(What is needed):
Print every one of the records below again, word for word and line for line, with nothing changed.

(Records shown):
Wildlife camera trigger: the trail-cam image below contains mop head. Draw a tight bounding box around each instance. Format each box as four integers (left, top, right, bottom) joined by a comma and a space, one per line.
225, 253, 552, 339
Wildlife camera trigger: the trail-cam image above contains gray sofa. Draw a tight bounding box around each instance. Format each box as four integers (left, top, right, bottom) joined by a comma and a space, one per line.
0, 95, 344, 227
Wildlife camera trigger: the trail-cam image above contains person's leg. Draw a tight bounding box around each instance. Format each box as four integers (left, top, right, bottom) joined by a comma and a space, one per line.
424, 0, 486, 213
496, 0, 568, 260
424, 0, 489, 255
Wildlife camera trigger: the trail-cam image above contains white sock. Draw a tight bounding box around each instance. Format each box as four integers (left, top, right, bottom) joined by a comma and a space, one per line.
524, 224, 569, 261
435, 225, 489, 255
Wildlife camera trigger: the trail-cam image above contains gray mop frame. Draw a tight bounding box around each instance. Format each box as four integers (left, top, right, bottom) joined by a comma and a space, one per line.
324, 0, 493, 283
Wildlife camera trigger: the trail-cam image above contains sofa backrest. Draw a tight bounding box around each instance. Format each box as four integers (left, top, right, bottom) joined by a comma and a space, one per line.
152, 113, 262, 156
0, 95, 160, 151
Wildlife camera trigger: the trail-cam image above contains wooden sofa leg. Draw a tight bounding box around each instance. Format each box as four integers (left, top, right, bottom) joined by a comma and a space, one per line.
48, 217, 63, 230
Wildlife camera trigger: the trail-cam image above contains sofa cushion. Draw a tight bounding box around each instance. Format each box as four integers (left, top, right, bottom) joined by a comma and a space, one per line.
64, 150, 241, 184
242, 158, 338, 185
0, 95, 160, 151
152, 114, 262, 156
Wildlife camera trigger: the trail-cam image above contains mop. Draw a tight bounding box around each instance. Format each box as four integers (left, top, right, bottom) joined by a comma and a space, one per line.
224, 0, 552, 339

(Task output):
Wildlife camera trigger: the trail-cam image below contains mop head. Draw a tight bounding box around each instance. Format each box as four integers (left, top, right, bottom) joined by a comma and a space, one per line.
225, 253, 552, 339
Wildlife camera trigger: the trail-cam image above contains gray sofa. Draw a tight bounding box around each instance. Format each box as four integers (left, top, right, bottom) joined by a comma and a space, one per line.
0, 95, 344, 227
Wildlife camera trigger: the trail-cam image above contains person's leg. Draw a tight bounding box around each instance. Format each box as four integers (left, top, right, bottom) joined by a comma and a space, one per line.
424, 0, 486, 213
496, 0, 568, 260
424, 0, 489, 255
Wildlife camera trigger: the trail-cam image above contains white sock. Draw a tight bounding box around each instance. Format each box as four integers (left, top, right, bottom) joined by a comma and a space, one per line.
524, 224, 569, 261
435, 225, 489, 255
Wildlife camera trigger: the trail-cam image above contains gray mop frame. Draw a tight bounding box around each instance. Format each box as four integers (left, top, right, bottom) joined by a comma and a space, one per line.
324, 0, 493, 283
Wildlife camera trigger: the trail-cam image above contains sofa backrest. Draw a tight bounding box around each instance. Format each box as four integers (left, top, right, bottom) joined by a comma and a space, one per line.
152, 113, 262, 156
0, 95, 160, 151
Wildlife camera trigger: the trail-cam image above contains wooden sofa leg. Draw a tight bounding box around each instance. Format each box as four integers (left, top, right, bottom) joined by a comma and a space, one per line.
48, 217, 63, 230
Wildlife camera trigger: the trail-cam image above contains sofa cushion. Draw a tight bounding box around each instance. Format each box as four integers (left, top, right, bottom) joined by a comma and a space, one per line.
64, 150, 241, 184
242, 158, 338, 185
0, 95, 160, 151
152, 114, 262, 156
Wildlife camera trigger: the trail-cam image above contains mop. Draw a tight bounding box around each instance. Format each box as four integers (left, top, right, bottom) joined by a comma and a space, one per line.
224, 0, 552, 339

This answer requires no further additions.